BEGIN

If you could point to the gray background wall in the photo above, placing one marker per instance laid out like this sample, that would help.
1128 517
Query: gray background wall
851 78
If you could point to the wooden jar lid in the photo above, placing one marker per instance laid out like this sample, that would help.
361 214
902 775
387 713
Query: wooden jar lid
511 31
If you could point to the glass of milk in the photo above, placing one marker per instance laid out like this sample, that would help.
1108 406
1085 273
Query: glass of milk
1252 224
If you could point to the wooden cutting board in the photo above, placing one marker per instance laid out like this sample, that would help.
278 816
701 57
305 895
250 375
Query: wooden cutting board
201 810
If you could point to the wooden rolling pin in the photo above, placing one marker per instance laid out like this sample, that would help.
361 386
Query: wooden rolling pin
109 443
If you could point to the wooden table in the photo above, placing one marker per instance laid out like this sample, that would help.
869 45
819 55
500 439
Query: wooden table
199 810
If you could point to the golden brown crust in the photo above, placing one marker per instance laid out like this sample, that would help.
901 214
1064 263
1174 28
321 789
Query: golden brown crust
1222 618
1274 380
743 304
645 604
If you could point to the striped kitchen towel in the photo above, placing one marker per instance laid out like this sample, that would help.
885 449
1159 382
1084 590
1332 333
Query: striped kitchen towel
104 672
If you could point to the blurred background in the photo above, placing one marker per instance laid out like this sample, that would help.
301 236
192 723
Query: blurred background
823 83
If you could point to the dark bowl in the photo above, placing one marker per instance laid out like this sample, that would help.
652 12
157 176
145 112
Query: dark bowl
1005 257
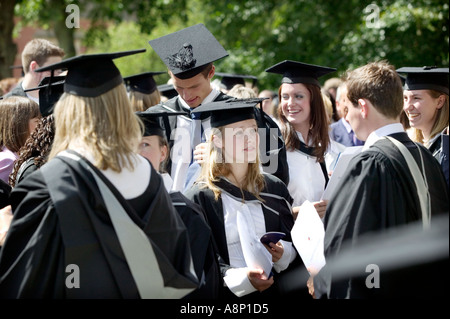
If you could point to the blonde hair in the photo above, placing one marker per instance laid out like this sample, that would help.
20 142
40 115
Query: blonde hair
105 125
439 124
141 102
215 167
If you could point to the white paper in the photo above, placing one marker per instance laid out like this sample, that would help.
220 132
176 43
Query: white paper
308 235
339 170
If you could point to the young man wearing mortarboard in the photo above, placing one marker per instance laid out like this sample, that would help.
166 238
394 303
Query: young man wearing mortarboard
189 55
392 182
95 217
36 54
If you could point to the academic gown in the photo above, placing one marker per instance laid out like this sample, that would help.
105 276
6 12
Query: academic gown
273 151
377 192
202 247
440 149
276 198
60 220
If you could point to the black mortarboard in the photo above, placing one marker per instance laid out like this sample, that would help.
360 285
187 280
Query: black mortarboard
426 78
229 111
167 90
143 83
298 72
50 90
230 80
152 122
188 51
91 75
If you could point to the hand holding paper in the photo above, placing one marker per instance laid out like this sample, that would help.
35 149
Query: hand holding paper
308 236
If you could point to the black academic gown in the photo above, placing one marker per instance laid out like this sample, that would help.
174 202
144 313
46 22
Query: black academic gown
214 212
273 151
60 219
440 150
202 247
376 193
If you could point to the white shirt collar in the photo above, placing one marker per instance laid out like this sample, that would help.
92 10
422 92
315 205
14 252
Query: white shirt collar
211 96
346 125
382 131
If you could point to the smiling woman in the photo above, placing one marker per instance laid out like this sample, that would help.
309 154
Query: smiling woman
242 203
304 124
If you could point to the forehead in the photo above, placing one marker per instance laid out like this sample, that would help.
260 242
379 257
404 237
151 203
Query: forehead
186 83
293 87
250 123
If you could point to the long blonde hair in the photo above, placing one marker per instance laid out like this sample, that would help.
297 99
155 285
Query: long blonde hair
215 167
105 125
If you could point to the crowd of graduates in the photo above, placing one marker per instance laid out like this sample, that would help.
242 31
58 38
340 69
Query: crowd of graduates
165 191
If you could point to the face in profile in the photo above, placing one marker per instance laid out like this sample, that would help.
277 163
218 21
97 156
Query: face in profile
240 142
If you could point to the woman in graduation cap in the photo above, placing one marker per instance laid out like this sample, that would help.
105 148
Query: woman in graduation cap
242 203
155 148
95 221
304 124
426 106
142 90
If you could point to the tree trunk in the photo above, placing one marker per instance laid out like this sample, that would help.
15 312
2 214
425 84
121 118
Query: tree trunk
64 33
8 48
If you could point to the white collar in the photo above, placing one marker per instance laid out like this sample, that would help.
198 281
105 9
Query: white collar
346 125
168 181
382 131
211 96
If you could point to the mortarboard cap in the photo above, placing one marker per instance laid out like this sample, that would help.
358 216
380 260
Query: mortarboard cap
298 72
187 52
167 90
91 75
229 111
230 80
426 78
143 83
50 90
152 122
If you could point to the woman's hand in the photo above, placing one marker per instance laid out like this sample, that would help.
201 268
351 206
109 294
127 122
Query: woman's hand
200 153
276 250
321 207
259 280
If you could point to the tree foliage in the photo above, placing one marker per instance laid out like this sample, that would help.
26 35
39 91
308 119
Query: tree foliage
257 34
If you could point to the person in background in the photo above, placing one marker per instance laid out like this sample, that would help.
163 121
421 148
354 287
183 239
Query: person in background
242 203
95 194
36 54
189 55
18 118
242 92
142 90
341 131
155 148
304 123
426 107
378 190
269 105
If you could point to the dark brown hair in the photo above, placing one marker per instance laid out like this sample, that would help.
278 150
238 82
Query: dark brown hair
37 146
318 124
15 113
379 83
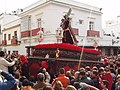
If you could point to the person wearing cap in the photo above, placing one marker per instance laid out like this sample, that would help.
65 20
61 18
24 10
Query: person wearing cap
7 85
4 63
41 82
83 78
62 78
27 85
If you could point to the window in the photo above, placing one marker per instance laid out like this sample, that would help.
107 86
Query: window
9 36
80 21
91 25
39 22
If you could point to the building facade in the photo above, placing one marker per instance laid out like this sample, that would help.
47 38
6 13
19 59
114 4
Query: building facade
39 23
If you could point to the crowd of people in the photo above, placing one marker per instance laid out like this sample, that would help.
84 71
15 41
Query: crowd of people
14 75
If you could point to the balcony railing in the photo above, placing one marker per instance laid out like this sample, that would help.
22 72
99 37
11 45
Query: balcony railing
35 31
93 33
13 41
4 42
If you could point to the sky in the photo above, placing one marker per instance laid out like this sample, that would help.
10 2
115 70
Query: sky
110 8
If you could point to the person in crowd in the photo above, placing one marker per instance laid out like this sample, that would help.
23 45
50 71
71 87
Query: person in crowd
4 63
32 79
47 75
58 86
104 85
48 88
95 78
62 78
108 76
70 87
41 82
24 66
117 84
68 74
83 78
7 85
76 78
27 85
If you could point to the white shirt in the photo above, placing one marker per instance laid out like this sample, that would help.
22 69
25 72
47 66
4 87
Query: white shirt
4 64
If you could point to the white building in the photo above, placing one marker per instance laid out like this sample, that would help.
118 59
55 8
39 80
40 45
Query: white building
112 31
46 15
10 34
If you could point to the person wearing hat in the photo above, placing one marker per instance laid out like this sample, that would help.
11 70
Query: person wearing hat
4 63
83 78
27 85
41 82
7 85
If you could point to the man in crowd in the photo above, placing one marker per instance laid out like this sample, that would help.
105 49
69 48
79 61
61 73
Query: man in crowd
4 63
7 85
62 78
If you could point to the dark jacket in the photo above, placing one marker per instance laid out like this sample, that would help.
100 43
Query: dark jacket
7 85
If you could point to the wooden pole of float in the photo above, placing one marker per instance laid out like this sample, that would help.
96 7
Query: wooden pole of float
82 51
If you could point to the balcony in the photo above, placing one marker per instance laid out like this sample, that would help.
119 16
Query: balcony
14 41
93 33
25 34
35 31
4 42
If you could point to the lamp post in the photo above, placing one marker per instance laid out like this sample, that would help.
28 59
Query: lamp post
59 35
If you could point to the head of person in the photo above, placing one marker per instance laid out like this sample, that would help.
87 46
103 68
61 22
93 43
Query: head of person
48 88
27 85
104 84
94 73
70 87
82 74
2 54
58 85
118 79
61 71
40 77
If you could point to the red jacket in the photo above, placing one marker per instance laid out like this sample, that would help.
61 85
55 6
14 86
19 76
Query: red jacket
63 79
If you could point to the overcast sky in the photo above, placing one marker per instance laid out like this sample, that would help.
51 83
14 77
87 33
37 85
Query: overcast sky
110 8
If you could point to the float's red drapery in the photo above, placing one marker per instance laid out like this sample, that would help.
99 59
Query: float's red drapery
66 47
23 59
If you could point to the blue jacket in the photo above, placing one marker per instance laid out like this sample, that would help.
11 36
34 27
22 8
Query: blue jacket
7 85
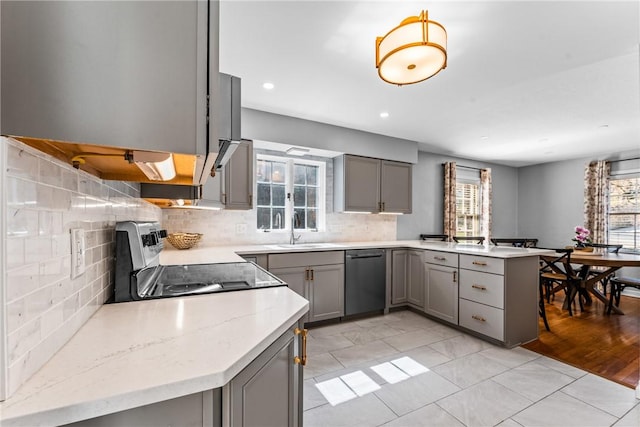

END

Nothing but the lines from the line with "If you could point to the head" through the last line of the listing above should be repeated, and pictures should be left out.

If you could point to the head of person in the photo above, placing one marker per instance laid out like this sample, that would help.
87 46
103 68
61 22
93 43
Query: head of person
48 88
27 85
104 84
94 73
70 87
82 74
2 54
58 85
118 79
61 71
40 77
If you could point to the red jacket in the photo above, placing one marker per instance laid out like this sample, that would help.
61 85
55 6
14 86
19 76
Query: red jacket
63 79
If you could point to the overcast sky in the photo above, placing one marker per instance laid out like this sample, that would help.
51 83
14 77
87 33
37 85
Query: overcast sky
110 8
If you could point to the float's red drapery in the photo above, placing one marker per instance laid out like this sample, that would help.
99 59
Query: float's red drapery
66 47
23 59
If you could point to the blue jacket in the photo above, placing one marker per instance laid out like this sample, that would help.
11 36
34 27
22 8
Query: blue jacket
7 85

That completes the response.